[Saved entries]

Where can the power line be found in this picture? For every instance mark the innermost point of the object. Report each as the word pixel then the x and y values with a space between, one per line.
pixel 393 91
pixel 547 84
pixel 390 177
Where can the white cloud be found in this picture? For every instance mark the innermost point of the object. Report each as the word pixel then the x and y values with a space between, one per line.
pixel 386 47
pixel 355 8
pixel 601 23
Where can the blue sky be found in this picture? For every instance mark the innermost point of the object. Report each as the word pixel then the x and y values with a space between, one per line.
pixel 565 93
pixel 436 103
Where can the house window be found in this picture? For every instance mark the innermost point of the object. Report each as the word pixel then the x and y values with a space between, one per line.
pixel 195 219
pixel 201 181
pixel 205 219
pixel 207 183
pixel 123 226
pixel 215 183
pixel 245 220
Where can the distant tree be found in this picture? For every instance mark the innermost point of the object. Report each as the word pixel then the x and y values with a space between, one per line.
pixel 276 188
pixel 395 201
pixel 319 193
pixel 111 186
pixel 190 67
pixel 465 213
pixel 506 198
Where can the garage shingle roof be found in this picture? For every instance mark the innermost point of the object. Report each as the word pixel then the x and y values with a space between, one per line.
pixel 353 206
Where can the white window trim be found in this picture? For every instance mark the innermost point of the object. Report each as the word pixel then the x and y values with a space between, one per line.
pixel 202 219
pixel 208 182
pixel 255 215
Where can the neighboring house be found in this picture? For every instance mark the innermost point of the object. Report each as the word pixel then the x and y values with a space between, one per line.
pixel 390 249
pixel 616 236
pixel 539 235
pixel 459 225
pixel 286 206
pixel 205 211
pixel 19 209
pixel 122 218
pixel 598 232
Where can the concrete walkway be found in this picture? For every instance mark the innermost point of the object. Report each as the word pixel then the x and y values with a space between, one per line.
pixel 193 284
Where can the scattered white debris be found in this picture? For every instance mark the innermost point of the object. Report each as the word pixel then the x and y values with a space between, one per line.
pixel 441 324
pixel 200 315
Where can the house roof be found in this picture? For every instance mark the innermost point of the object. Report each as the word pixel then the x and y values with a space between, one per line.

Problem to work on:
The entries above should be repeated exactly, every one of them.

Written answer:
Where can the power line be found in this picture? For every instance mark the innermost point of the object. Report each as the word pixel then the x and y values with a space between, one per line.
pixel 393 91
pixel 547 84
pixel 390 177
Where can the white cloud be found in this picture? For every instance mark the innermost point of the object. Report each as the word pixel then the x and y values with a space between, one per line.
pixel 386 47
pixel 355 8
pixel 601 23
Where can the blue sky be found in this picture? For every instance mark the innermost point of the object. Report each as the word pixel then the x and y values with a space between, one per line.
pixel 565 93
pixel 436 103
Where can the house window be found in this picture? For every instance mark the innermost point of the object. Report each as the word pixel then the x and y values with a space between, one per line.
pixel 195 219
pixel 201 181
pixel 205 219
pixel 207 183
pixel 123 226
pixel 215 183
pixel 245 220
Where can the distant tree be found in this picture? For every instance mark the innermost point of the object. Report each as the word pixel then the x and y values with a space between, one per line.
pixel 276 188
pixel 395 201
pixel 319 193
pixel 111 186
pixel 190 67
pixel 465 213
pixel 506 198
Where can the garage shingle roof be found in this picture? For every instance mark the innermost point of the object. Report each as the word pixel then the x and y values with a space between, one per line.
pixel 353 206
Where can the white window trim be found in this picture? For every instance mark the innermost point of the object. Report each as the word pixel then the x and y values with a space between, one per line.
pixel 202 219
pixel 208 182
pixel 255 215
Where can the neighboring house be found in this picture? For every instance mark the innermost point of the object. Report each as the word pixel then the x and y values with a space between, one per line.
pixel 390 249
pixel 616 236
pixel 539 235
pixel 459 225
pixel 286 206
pixel 205 211
pixel 19 209
pixel 122 218
pixel 598 232
Where can the concrete walkway be found in this picture? For every instance mark the innermost point of the object. Report each as the word pixel then the x and y values with a space between, one per line.
pixel 193 284
Where can the scattered white debris be found in this picture? For every instance mark the innermost point of the object. Report each as the word pixel then the x and y values with a space between, one per line.
pixel 441 324
pixel 200 315
Where can the house roof be found in this picture? For every instance mark the innermost point of the object. Report each as the word pixel then the x and y values with a space between, one per line.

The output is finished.